--- Start DOCUMENT PASSAGE ---
[llvm] [NVPTX] Add TMA bulk tensor reduction intrinsics (PR #116854)

Fri Nov 22 11:21:49 PST 2024

================
@@ -663,6 +663,84 @@ the same functionality as described in the ``tile`` mode intrinsics above.
 For more information, refer PTX ISA
 `<https://docs.nvidia.com/cuda/parallel-thread-execution/#data-movement-and-conversion-instructions-cp-async-bulk-prefetch-tensor>`_.
 
+'``llvm.nvvm.cp.async.bulk.tensor.reduce.tile.[1-5]d``'
+^^^^^^^^^^^^^^^^^^^^^^^^^^^^^^^^^^^^^^^^^^^^^^^^^^^^^^^
+
+Syntax:
+"""""""
+
+.. code-block:: llvm
+
+  declare void @llvm.nvvm.cp.async.bulk.tensor.reduce.tile.1d(ptr addrspace(3) %src, ptr %tensor_map, i32 %d0, i64 %ch, i1 %flag_ch, i8 %flag_red_op)
+  declare void @llvm.nvvm.cp.async.bulk.tensor.reduce.tile.2d(..., i32 %d0, i32 %d1, ...)
+  declare void @llvm.nvvm.cp.async.bulk.tensor.reduce.tile.3d(..., i32 %d0, i32 %d1, i32 %d2, ...)
--- End DOCUMENT PASSAGE ---
DIRECTIVES —
[1] In the NVPTX patch excerpt, rewrite the code block that begins "declare void @llvm.nvvm.cp.async.bulk.tensor.reduce.tile.1d" as a brief list, keeping its main facts.
[2] Duplicate the part of the NVPTX patch excerpt that begins at the words "[llvm] [NVPTX] Add" and ends after the words "mode intrinsics above.".
--- Start DATASET ---
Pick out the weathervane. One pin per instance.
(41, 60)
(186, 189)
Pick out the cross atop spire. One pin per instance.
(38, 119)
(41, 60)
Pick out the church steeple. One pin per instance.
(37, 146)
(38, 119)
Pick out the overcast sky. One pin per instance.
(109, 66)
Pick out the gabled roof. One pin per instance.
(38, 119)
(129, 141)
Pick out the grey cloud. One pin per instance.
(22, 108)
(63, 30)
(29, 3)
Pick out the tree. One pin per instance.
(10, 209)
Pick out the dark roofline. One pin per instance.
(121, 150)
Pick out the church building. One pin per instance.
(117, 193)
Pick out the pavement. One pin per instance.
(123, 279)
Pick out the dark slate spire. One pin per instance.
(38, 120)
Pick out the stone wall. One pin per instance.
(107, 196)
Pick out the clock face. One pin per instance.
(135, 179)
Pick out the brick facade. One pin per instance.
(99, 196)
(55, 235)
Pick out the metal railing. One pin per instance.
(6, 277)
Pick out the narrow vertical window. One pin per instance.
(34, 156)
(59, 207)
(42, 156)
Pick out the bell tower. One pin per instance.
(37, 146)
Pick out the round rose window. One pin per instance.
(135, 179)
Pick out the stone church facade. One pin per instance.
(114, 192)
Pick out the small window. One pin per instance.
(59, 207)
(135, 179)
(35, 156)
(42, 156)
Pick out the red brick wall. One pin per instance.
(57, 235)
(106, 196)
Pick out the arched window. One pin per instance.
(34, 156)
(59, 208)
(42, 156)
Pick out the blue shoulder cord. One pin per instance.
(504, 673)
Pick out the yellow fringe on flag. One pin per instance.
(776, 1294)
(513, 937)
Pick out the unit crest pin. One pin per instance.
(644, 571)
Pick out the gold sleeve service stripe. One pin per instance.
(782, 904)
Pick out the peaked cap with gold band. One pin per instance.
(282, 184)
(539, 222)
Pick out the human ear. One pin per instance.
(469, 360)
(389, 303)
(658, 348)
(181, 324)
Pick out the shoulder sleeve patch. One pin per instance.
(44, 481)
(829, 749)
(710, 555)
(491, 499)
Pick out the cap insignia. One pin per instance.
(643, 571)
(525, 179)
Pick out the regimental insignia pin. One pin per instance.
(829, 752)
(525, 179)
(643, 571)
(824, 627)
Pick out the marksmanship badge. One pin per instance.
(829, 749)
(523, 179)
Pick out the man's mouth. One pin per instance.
--- End DATASET ---
TASK RESULTS —
[1]
- The 1D intrinsic, `@llvm.nvvm.cp.async.bulk.tensor.reduce.tile.1d`, returns void and takes `ptr addrspace(3) %src`, `ptr %tensor_map`, `i32 %d0`, `i64 %ch`, `i1 %flag_ch`, and `i8 %flag_red_op`.
- The 2D intrinsic, `@llvm.nvvm.cp.async.bulk.tensor.reduce.tile.2d`, returns void and takes the coordinates `i32 %d0` and `i32 %d1`, with its other arguments shown as `...`.
- The 3D intrinsic, `@llvm.nvvm.cp.async.bulk.tensor.reduce.tile.3d`, returns void and takes the coordinates `i32 %d0`, `i32 %d1`, and `i32 %d2`, with its other arguments shown as `...`.

[2]
[llvm] [NVPTX] Add TMA bulk tensor reduction intrinsics (PR #116854)

Fri Nov 22 11:21:49 PST 2024

================
@@ -663,6 +663,84 @@ the same functionality as described in the ``tile`` mode intrinsics above.